**Record extracts**
=== Begin Enclosure ===

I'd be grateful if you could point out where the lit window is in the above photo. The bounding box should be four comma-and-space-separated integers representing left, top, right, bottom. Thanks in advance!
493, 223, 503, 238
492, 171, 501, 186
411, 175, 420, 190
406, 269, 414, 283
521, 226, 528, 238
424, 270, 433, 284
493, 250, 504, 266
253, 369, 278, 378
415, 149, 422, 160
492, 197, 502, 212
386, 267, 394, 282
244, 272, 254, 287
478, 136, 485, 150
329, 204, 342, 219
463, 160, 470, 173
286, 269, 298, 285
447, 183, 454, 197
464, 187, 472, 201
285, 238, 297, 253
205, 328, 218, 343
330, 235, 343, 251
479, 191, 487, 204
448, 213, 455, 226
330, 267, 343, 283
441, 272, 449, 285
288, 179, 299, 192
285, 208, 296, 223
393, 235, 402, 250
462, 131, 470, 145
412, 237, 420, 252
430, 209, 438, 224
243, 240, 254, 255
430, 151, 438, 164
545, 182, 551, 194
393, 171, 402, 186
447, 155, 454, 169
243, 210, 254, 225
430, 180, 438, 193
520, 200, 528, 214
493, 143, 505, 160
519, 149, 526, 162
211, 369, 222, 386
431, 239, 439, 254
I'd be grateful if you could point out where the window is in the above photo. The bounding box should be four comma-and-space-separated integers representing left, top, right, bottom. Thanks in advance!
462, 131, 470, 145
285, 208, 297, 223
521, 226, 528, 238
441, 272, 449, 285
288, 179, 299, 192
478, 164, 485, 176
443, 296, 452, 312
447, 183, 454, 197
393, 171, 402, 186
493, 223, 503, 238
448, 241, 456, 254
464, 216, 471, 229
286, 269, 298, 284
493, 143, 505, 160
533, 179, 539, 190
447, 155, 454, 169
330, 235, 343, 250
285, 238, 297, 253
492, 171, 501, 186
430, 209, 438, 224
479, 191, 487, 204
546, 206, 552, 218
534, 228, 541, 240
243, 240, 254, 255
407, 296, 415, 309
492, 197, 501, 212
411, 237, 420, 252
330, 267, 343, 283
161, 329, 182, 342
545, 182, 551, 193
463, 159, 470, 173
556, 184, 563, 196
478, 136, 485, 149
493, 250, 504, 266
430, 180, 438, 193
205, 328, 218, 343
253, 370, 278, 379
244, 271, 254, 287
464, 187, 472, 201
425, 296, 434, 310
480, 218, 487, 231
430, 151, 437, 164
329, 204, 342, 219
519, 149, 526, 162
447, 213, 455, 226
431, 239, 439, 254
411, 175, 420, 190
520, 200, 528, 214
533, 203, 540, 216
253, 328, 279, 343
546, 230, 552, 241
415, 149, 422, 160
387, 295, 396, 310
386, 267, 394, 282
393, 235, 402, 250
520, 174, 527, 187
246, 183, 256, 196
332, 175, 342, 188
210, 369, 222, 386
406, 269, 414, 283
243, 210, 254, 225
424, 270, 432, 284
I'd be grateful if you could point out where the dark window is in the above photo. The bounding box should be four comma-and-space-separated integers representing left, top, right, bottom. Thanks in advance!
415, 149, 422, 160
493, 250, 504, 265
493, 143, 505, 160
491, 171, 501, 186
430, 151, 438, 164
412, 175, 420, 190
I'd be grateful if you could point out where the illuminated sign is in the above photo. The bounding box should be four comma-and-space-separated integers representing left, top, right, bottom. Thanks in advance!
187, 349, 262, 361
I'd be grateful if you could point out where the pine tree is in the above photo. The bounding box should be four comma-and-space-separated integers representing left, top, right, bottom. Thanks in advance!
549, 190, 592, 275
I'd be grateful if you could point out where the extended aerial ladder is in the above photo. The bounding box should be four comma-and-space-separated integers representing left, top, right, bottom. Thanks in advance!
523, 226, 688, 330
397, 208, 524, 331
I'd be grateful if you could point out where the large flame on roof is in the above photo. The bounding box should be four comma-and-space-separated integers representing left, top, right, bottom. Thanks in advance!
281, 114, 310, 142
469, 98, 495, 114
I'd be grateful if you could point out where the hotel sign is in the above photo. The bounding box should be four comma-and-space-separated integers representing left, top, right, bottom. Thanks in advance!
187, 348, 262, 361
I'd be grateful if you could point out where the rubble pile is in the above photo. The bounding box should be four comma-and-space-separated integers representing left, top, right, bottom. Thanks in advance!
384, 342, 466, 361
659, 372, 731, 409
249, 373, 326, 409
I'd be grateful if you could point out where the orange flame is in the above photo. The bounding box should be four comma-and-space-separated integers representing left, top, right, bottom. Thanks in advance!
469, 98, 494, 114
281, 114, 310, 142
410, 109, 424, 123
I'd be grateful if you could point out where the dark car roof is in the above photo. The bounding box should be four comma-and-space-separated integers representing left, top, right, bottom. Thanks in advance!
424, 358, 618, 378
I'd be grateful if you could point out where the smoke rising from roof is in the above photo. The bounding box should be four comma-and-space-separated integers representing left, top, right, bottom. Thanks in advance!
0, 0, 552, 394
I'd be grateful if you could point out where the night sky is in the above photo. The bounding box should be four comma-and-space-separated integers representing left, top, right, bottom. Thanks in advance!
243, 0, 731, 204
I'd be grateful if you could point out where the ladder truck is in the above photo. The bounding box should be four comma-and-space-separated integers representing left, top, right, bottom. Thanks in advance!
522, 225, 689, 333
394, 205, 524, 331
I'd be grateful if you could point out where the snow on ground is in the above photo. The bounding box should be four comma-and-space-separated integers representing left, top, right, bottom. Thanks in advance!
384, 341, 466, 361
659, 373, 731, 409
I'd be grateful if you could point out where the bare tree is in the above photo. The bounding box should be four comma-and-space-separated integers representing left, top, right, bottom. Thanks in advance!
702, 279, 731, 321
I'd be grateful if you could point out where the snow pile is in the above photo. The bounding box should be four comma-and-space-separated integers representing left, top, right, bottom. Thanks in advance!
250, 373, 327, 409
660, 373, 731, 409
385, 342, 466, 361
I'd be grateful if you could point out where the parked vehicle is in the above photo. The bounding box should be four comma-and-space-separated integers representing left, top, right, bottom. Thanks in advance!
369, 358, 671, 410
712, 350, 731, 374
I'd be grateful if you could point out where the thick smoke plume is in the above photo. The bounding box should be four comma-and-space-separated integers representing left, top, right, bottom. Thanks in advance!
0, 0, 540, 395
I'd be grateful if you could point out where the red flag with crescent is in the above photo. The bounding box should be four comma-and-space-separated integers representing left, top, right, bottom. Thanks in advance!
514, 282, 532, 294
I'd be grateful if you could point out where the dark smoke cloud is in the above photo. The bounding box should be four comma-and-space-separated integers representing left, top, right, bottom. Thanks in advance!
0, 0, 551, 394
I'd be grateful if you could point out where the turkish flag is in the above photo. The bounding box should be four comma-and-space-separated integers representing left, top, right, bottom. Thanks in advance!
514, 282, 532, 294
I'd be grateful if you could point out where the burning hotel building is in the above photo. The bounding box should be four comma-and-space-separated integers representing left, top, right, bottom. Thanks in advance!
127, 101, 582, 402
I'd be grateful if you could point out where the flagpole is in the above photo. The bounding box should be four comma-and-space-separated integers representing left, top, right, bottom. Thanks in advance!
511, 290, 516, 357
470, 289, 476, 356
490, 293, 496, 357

=== End Enclosure ===

Could you give every entry again, exactly as written?

I'd be grateful if you could point out where the lit window is in the above photo. The bounding box should be four comma-and-space-separated integers representing left, top, right, bottom. Thanks in advance!
493, 223, 503, 238
492, 171, 501, 186
411, 175, 420, 190
406, 269, 414, 283
521, 226, 528, 238
424, 270, 433, 284
493, 250, 504, 266
253, 369, 278, 378
415, 149, 422, 160
492, 197, 502, 212
386, 267, 394, 282
244, 272, 254, 287
478, 136, 485, 150
329, 204, 342, 219
463, 160, 470, 173
286, 269, 298, 285
447, 183, 454, 197
464, 187, 472, 201
285, 238, 297, 253
205, 328, 218, 343
330, 235, 343, 251
479, 191, 487, 204
448, 213, 455, 226
330, 267, 343, 283
441, 272, 449, 285
288, 179, 299, 192
285, 208, 296, 223
393, 235, 402, 250
462, 131, 470, 145
412, 237, 420, 252
430, 209, 438, 224
243, 240, 254, 255
430, 151, 438, 164
545, 182, 551, 194
393, 171, 402, 186
447, 155, 454, 169
243, 210, 254, 225
430, 180, 438, 193
520, 200, 528, 214
493, 143, 505, 160
519, 149, 526, 162
211, 369, 222, 386
431, 239, 439, 254
I'd be grateful if you could point out where the window is in the above photo. The bounding box should be four comma-and-space-separated integers representing left, top, right, bottom. Thanks in advance!
462, 131, 470, 145
285, 208, 297, 223
521, 226, 528, 238
441, 272, 449, 285
288, 179, 299, 192
478, 164, 485, 176
443, 296, 452, 312
447, 183, 454, 197
393, 171, 402, 186
493, 223, 503, 238
448, 241, 456, 254
464, 216, 471, 229
286, 269, 298, 284
493, 143, 505, 160
533, 179, 539, 190
447, 155, 454, 169
330, 235, 343, 250
285, 238, 297, 253
492, 171, 501, 186
430, 209, 438, 224
479, 191, 487, 204
546, 206, 552, 218
534, 228, 541, 240
243, 240, 254, 255
407, 296, 415, 309
492, 197, 501, 212
411, 237, 420, 252
330, 267, 343, 283
161, 329, 182, 342
545, 182, 551, 193
463, 159, 470, 173
556, 184, 563, 196
478, 136, 485, 149
493, 250, 504, 266
430, 180, 438, 193
205, 328, 218, 343
253, 370, 278, 379
244, 271, 254, 287
464, 187, 472, 201
425, 296, 434, 310
480, 218, 487, 231
430, 151, 437, 164
329, 204, 342, 219
519, 149, 526, 162
447, 213, 455, 226
431, 239, 439, 254
411, 175, 420, 190
520, 200, 528, 214
533, 203, 540, 216
253, 328, 279, 343
546, 230, 552, 241
415, 149, 422, 160
387, 295, 396, 310
386, 267, 394, 282
393, 235, 402, 250
520, 174, 527, 187
246, 183, 256, 196
332, 175, 342, 188
210, 369, 222, 386
406, 269, 414, 283
243, 210, 254, 225
424, 270, 432, 284
I'd be grateful if you could point out where the dark window is in the above photo. The bounding box should be four comma-and-space-separated integers representing left, top, right, bottom. Thanks in advance!
415, 149, 422, 160
493, 250, 504, 265
493, 143, 505, 160
491, 171, 501, 186
430, 151, 438, 164
412, 175, 420, 190
I'd be grateful if you could point out where the illuminated sign is in the above photo. The bounding box should be four comma-and-space-separated integers representing left, top, right, bottom. Thanks in advance!
187, 349, 262, 361
I'd be grateful if you could point out where the pine tree is in the above photo. The bounding box should be four comma-and-space-separated integers representing left, top, right, bottom. Thanks in advance!
549, 190, 592, 275
I'd be grateful if you could point out where the extended aerial ladder is in the above photo. The bounding box should be four comma-and-space-separated integers representing left, top, right, bottom. Thanks in advance!
523, 226, 688, 330
397, 208, 524, 331
I'd be grateful if you could point out where the large flame on roof is in the above photo. The bounding box should be four comma-and-space-separated integers representing left, top, right, bottom. Thanks in advance!
281, 114, 310, 142
469, 98, 495, 114
I'd be grateful if you could point out where the hotel sign is in the above photo. The bounding box should be four comma-and-space-separated integers representing left, top, right, bottom. Thanks in advance!
187, 348, 262, 361
I'd be grateful if you could point out where the rubble pile is in the above photo. The bounding box should be four comma-and-space-separated integers representing left, top, right, bottom. Thanks in advance!
384, 342, 466, 361
659, 372, 731, 409
249, 373, 326, 409
I'd be grateful if you could point out where the orange flame is in the above photo. The bounding box should be four comma-and-space-separated integers representing left, top, right, bottom. Thanks in advance!
469, 98, 494, 114
281, 114, 310, 142
410, 109, 424, 123
I'd be grateful if you could point out where the dark car roof is in the above photo. The bounding box should be four comma-and-space-separated integers representing left, top, right, bottom. Thanks in advance!
424, 358, 618, 378
I'd be grateful if you could point out where the smoke rising from roof is in the above photo. The bounding box should be four comma-and-space-separated integers representing left, top, right, bottom. Thanks in advance!
0, 0, 552, 394
I'd be grateful if you could point out where the night sky is in the above photo. The bounding box should be four comma-and-space-separated integers representing left, top, right, bottom. Thanks in advance!
243, 0, 731, 204
I'd be grateful if you could point out where the ladder truck is in the above photo. The bounding box should be four comma-and-space-separated integers representing left, top, right, bottom. Thanks in advance!
522, 225, 689, 333
394, 205, 524, 331
I'd be grateful if you could point out where the snow on ground is in the above photo. The bounding box should be four comma-and-space-separated integers representing left, top, right, bottom. Thanks in advance!
384, 341, 466, 361
659, 373, 731, 409
I'd be grateful if you could point out where the bare tree is in the above photo. The bounding box should be four comma-and-space-separated integers representing left, top, right, bottom. Thanks in advance!
702, 279, 731, 321
I'd be grateful if you could point out where the snow pile is in the above photo. The bounding box should be four comma-and-space-separated integers representing left, top, right, bottom. Thanks in advance!
250, 373, 327, 409
660, 373, 731, 409
385, 342, 466, 361
I'd be grateful if you could point out where the parked vehicle is in the above photo. The bounding box should be four comma-and-space-separated integers representing left, top, right, bottom. Thanks in advance!
369, 358, 671, 410
712, 350, 731, 374
I'd be grateful if you could point out where the thick smoke plume is in the above photo. The bounding box should be four comma-and-space-separated integers representing left, top, right, bottom. Thanks in advance!
0, 0, 540, 395
I'd be grateful if you could point out where the red flag with crescent is in the above photo. The bounding box should be four comma-and-space-separated integers representing left, top, right, bottom. Thanks in advance!
514, 282, 532, 294
I'd be grateful if you could point out where the dark smoke cloud is in the above photo. The bounding box should be four comma-and-space-separated integers representing left, top, right, bottom. Thanks in advance!
0, 0, 551, 394
I'd be grateful if you could point out where the turkish flag is in the above photo. The bounding box should be four comma-and-space-separated integers representing left, top, right, bottom. Thanks in advance!
514, 282, 532, 294
I'd be grateful if you could point out where the burning hotel building is in the above photo. The bounding box should be four comma-and-space-separated integers representing left, top, right, bottom. Thanks in advance!
127, 101, 582, 402
I'd be grateful if you could point out where the flagpole is in the above photo. The bounding box should be four comma-and-space-separated integers representing left, top, right, bottom. Thanks in advance!
511, 290, 516, 357
470, 289, 476, 356
490, 293, 496, 357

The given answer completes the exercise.